*** Opening Data excerpts ***

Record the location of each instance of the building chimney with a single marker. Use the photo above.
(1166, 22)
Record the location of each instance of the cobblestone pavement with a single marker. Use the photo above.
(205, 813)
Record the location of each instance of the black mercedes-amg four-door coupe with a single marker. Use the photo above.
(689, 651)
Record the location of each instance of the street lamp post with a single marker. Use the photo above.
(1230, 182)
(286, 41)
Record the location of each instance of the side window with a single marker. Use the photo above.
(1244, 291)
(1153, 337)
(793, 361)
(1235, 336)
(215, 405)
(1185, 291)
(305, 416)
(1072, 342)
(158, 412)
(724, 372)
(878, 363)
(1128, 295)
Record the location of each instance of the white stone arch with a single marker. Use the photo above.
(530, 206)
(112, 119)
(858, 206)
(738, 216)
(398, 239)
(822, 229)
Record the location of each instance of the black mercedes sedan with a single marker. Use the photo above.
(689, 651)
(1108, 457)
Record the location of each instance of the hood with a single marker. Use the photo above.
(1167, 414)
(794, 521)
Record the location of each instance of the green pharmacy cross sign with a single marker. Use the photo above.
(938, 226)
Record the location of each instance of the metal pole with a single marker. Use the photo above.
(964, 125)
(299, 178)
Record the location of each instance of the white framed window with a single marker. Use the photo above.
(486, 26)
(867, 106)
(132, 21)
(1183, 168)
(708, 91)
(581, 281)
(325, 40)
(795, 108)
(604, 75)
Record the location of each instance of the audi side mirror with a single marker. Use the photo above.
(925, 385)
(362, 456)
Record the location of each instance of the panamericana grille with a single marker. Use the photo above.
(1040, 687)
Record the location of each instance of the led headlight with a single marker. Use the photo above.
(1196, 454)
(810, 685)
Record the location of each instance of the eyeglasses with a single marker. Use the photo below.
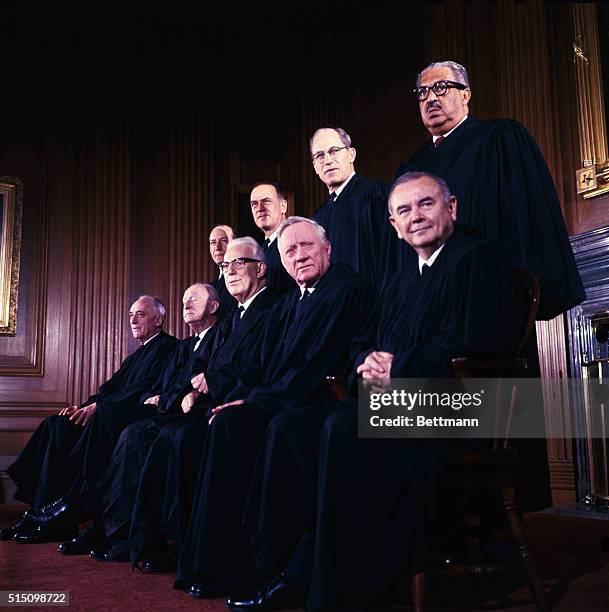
(238, 263)
(320, 156)
(439, 88)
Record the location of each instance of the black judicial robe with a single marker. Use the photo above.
(278, 280)
(299, 348)
(227, 301)
(168, 478)
(357, 225)
(506, 193)
(44, 469)
(376, 496)
(117, 469)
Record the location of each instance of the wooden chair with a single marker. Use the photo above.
(490, 469)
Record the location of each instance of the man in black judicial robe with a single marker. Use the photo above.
(502, 182)
(355, 213)
(44, 469)
(269, 206)
(308, 336)
(109, 459)
(168, 478)
(219, 238)
(374, 493)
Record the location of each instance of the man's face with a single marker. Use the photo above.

*** Closing Data excerpts ***

■ **Instructions for the task**:
If pictures appear in the data, omit them and copy all other parts exactly.

■ **Output below**:
Record the location of each instance of the building chimney with a single marker. Use the photo above.
(1166, 22)
Record the location of each instance of the cobblestone pavement with a single marker. Use the photo above.
(205, 813)
Record the location of each instance of the black mercedes-amg four-door coupe with a single marker. Use the photo above.
(689, 651)
Record the location of each instance of the street lamp post with a single marker. Use the photo above.
(1230, 182)
(286, 41)
Record the location of each instance of the side window with a single marker. Use the photo above.
(1244, 291)
(1153, 337)
(793, 361)
(1235, 336)
(215, 405)
(1185, 291)
(305, 416)
(1072, 342)
(158, 412)
(724, 372)
(878, 363)
(1128, 295)
Record the location of each instance of the white stone arch with a single marker. Use the photo above.
(530, 206)
(112, 119)
(858, 206)
(738, 216)
(398, 239)
(822, 229)
Record the location of each instance of the black mercedes sedan with a single marker. Use the photo above.
(689, 651)
(1108, 457)
Record the location of each instance of the hood with a single marker. Use the photo above.
(1167, 414)
(794, 521)
Record the location of each instance of the green pharmacy cross sign with a single marker. Use the photo above.
(938, 226)
Record the location of each instance of the metal pole with a single marker. Use the photo above.
(964, 125)
(299, 178)
Record the location of each instance of the white framed window with a single marker. Use the photo above.
(486, 26)
(867, 106)
(132, 21)
(1183, 168)
(708, 91)
(581, 281)
(325, 40)
(795, 108)
(604, 75)
Record the location of each instance of the audi side mirror with a single marker. Use the photo above.
(925, 385)
(362, 456)
Record the location of each instance of the panamericana grille with a single marker. Use the photo above.
(1040, 687)
Record the location of each instance of the led headlight with a single marker. Use the photo above.
(1196, 454)
(810, 685)
Record the location of each instance of the eyeglasses with a single marker. Use the photo below.
(238, 263)
(320, 156)
(439, 88)
Record the location of each instance of the black judicial robe with a single marker. Use the photo above.
(278, 280)
(299, 348)
(227, 301)
(168, 478)
(357, 225)
(506, 193)
(44, 469)
(376, 496)
(117, 469)
Record the location of each instance of the wooden chair with a single marker. Use the photo above.
(490, 469)
Record the location of each instance of the man in black judicial robe with a single marker. Use the photo above.
(502, 182)
(355, 213)
(44, 469)
(269, 206)
(308, 336)
(109, 459)
(168, 478)
(219, 238)
(374, 493)
Record the location of each instance of the man's face with a single marker. Use the photo above.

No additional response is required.